## Work item
Write every line of the material out exactly as shown.

## Record extracts
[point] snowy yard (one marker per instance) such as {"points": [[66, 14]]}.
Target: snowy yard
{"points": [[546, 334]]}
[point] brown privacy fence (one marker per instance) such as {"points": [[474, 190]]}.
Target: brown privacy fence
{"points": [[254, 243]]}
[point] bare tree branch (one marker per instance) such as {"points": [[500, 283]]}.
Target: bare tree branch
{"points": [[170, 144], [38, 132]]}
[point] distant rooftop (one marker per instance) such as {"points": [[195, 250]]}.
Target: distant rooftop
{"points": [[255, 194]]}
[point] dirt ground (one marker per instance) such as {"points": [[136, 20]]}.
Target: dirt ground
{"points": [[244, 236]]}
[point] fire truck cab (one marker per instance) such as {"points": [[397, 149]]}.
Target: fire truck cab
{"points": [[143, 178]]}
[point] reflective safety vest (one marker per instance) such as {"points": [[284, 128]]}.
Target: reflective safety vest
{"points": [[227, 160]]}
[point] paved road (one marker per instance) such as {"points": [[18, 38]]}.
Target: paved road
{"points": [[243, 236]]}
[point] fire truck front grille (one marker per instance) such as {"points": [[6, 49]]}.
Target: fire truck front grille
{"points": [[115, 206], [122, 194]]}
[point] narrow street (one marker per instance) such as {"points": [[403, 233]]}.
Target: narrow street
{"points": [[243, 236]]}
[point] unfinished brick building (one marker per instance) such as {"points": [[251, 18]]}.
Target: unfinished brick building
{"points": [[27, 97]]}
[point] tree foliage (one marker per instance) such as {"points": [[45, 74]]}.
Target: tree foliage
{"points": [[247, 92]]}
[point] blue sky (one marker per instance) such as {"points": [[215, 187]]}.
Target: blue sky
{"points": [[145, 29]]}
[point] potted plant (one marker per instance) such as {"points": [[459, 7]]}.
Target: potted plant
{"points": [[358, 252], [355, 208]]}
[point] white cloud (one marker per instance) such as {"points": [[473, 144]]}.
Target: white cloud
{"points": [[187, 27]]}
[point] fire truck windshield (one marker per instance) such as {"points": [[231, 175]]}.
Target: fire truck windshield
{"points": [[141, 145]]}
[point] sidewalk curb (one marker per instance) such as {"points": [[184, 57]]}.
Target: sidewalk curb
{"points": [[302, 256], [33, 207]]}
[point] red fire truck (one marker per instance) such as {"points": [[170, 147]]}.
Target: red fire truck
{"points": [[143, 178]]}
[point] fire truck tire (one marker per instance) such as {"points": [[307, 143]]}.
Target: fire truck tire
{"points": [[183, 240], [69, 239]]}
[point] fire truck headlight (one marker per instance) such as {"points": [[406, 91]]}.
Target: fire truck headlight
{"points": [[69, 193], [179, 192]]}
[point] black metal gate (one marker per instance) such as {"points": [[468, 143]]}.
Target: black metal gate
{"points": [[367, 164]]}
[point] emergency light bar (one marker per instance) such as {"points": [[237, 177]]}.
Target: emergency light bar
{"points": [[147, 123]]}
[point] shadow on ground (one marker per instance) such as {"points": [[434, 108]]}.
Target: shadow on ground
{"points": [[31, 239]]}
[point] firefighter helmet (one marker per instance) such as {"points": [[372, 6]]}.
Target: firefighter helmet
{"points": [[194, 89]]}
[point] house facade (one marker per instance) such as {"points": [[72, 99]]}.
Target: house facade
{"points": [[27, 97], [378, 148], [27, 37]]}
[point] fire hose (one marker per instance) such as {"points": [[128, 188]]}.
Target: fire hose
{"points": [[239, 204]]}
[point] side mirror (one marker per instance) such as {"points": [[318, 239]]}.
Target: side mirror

## Solution for this problem
[point] snowy yard (one marker per instance) such as {"points": [[66, 14]]}.
Target: snowy yard
{"points": [[546, 334]]}
[point] brown privacy fence (one marker per instance) such as {"points": [[474, 190]]}.
Target: brown privacy fence
{"points": [[254, 243]]}
[point] bare tree branch (one marker per instance) such as {"points": [[500, 283]]}.
Target: bare tree branch
{"points": [[170, 144], [38, 132]]}
[point] distant rooftop (one marker per instance) such as {"points": [[195, 250]]}.
Target: distant rooftop
{"points": [[255, 194]]}
[point] dirt ground (one marker per instance) such as {"points": [[136, 20]]}.
Target: dirt ground
{"points": [[244, 236]]}
[point] fire truck cab (one marker per instance) such as {"points": [[397, 149]]}.
Target: fire truck cab
{"points": [[143, 178]]}
[point] reflective safety vest (one marker per instance) such as {"points": [[284, 128]]}.
Target: reflective safety vest
{"points": [[227, 160]]}
[point] paved road (one marker per instance) such as {"points": [[18, 38]]}.
Target: paved road
{"points": [[243, 236]]}
[point] fire truck front grille (one marker per instance) such as {"points": [[6, 49]]}.
Target: fire truck front grille
{"points": [[115, 206], [122, 194]]}
[point] narrow street (one marker per instance) such as {"points": [[403, 233]]}.
Target: narrow street
{"points": [[243, 236]]}
[point] unfinished brick building (one marker per instance) such as {"points": [[251, 18]]}.
Target: unfinished brick building
{"points": [[27, 97]]}
[point] tree foliage (one marker per instance) such as {"points": [[45, 74]]}.
Target: tree foliage
{"points": [[247, 92]]}
[point] blue sky (one marker per instance) such as {"points": [[215, 187]]}.
Target: blue sky
{"points": [[145, 29]]}
[point] potted plant (one marker per instance) such as {"points": [[459, 7]]}.
Target: potted plant
{"points": [[358, 252], [355, 208]]}
[point] white cloud (one marker per instance) such as {"points": [[473, 144]]}.
Target: white cloud
{"points": [[187, 27]]}
[point] fire truck windshield (one marker per instance) such as {"points": [[231, 175]]}.
Target: fire truck windshield
{"points": [[141, 145]]}
[point] sidewalk curb (one marker per instance) such as {"points": [[184, 57]]}.
Target: sidewalk curb
{"points": [[302, 256], [33, 207]]}
[point] red fire truck (one marker per instance) such as {"points": [[170, 147]]}.
Target: red fire truck
{"points": [[143, 178]]}
[point] fire truck tire (one marker per instance) such as {"points": [[307, 143]]}.
Target: fire truck tire
{"points": [[183, 240], [69, 239]]}
[point] fire truck headlight (one marker per instance) such as {"points": [[406, 91]]}.
Target: fire truck headlight
{"points": [[69, 193], [179, 192]]}
[point] black metal gate (one marker per instance) such as {"points": [[468, 143]]}.
Target: black metal gate
{"points": [[367, 164]]}
[point] emergency light bar (one marker per instance) such as {"points": [[237, 177]]}.
Target: emergency light bar
{"points": [[147, 123]]}
[point] shadow on ground (one marker per instance) such as {"points": [[434, 108]]}.
Target: shadow on ground
{"points": [[31, 239]]}
[point] firefighter helmet (one marker per instance) such as {"points": [[372, 6]]}.
Target: firefighter helmet
{"points": [[194, 89]]}
[point] house facade (one marker per instance) such as {"points": [[72, 99]]}.
Target: house facade
{"points": [[27, 97], [378, 148], [27, 37]]}
[point] fire hose (one marker per instance) such as {"points": [[128, 188]]}.
Target: fire hose
{"points": [[239, 204]]}
[point] side mirror (one marker per instance) such as {"points": [[318, 239]]}.
Target: side mirror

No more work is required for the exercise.